■ **Source document**:
**********

Don't get me wrong, if you assignment is to use a linked-list, by all means do, but you should really look at an dynamic array of type student, where you can realloc as needed to add as many students as you may like.
For example:
#include <stdio.h>
#include <stdlib.h>
#include <string.h>
enum { MAXC = 30, MAXS = 60, MAXLN = 128 };
typedef struct students {
char first[MAXC];
char last[MAXC];
char class[MAXC];
} students;
int main (int argc, char **argv) {
students *array = NULL;
size_t i, idx = 0, maxs = MAXS;
char buf[MAXLN] = "";
FILE *fp = argc > 1 ? fopen (argv[1], "r") : stdin;
if (!fp) { /* validate file open for reading */
fprintf (stderr, "error: file open failed '%s'.\n", argv[1]);
return 1;
}
/* allocate/validate maxs students in array */
if (!(array = malloc (maxs * sizeof *array))) {
fprintf (stderr, "error: virtual memory exhausted.\n");
return 1;
}
while (fgets (buf, MAXLN, fp)) { /* read each line into buf */
/* separate in to struct members */
if (sscanf (buf, "- %s %s %s", array[idx].first,
array[idx].last, array[idx].class) != 3)

**********

■ **Entries**:
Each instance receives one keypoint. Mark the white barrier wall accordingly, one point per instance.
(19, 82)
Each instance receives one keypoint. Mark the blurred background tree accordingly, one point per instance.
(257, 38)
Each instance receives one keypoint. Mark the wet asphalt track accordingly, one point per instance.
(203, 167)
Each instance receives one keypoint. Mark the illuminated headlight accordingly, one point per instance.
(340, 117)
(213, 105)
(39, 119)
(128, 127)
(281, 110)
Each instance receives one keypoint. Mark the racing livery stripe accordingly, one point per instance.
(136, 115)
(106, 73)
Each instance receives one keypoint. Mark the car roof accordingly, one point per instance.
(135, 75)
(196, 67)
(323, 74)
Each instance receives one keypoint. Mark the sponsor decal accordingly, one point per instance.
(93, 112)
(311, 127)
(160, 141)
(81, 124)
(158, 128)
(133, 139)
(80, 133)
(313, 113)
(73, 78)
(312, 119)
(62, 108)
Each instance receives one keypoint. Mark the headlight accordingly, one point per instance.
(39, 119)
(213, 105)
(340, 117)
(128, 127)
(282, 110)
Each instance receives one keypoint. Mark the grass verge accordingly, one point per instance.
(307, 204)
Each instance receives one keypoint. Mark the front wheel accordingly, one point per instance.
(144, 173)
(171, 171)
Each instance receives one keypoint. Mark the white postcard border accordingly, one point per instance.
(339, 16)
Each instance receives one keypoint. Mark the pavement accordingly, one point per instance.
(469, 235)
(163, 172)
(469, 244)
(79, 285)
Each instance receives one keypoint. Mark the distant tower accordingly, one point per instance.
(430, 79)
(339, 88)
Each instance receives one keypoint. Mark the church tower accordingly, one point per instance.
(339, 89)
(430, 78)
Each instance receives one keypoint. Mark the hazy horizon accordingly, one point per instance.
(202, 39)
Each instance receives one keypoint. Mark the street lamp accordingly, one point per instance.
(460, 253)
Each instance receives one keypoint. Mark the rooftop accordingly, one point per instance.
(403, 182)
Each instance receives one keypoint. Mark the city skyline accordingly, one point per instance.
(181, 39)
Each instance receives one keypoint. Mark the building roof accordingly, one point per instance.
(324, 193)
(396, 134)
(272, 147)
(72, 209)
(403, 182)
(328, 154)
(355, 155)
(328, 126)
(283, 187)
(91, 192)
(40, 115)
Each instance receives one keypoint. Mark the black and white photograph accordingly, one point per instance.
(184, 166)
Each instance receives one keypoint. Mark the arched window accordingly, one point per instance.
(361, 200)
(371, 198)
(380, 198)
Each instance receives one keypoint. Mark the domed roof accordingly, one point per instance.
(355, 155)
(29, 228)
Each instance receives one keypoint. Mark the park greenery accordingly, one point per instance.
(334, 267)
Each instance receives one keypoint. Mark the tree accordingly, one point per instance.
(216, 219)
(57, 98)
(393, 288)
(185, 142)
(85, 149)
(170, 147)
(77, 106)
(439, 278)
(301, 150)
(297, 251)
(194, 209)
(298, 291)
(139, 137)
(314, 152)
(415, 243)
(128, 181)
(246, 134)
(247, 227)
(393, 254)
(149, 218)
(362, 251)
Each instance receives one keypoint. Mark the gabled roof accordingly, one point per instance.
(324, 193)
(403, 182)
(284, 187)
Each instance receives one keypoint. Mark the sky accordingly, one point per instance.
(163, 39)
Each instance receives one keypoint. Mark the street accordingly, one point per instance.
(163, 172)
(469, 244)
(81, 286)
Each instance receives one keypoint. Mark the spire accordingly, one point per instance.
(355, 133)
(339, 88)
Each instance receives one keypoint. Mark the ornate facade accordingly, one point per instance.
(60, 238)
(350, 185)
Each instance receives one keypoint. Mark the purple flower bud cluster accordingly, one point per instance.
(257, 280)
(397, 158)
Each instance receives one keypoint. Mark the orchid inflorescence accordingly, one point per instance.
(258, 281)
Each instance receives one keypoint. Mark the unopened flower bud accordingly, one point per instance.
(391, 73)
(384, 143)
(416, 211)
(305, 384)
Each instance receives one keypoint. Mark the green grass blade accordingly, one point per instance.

**********

■ **Tasks for this exercise**:
[A] Please extract the part of the dynamic array example starting with "Don't get me" and going on through "you may like.".
[B] Decide whether each statement agrees with the dynamic array example, answering yes or no and quoting the words that settle it: (i) MAXC is set to 30. (ii) With no file argument, the program reads from standard input. (iii) MAXLN is set to 256.

■ **Expected answers**:
[A]
Don't get me wrong, if you assignment is to use a linked-list, by all means do, but you should really look at an dynamic array of type student, where you can realloc as needed to add as many students as you may like.

[B]
(i) Yes: "MAXC = 30"
(ii) Yes: "FILE *fp = argc > 1 ? fopen (argv[1], "r") : stdin;"
(iii) No: "MAXLN = 128"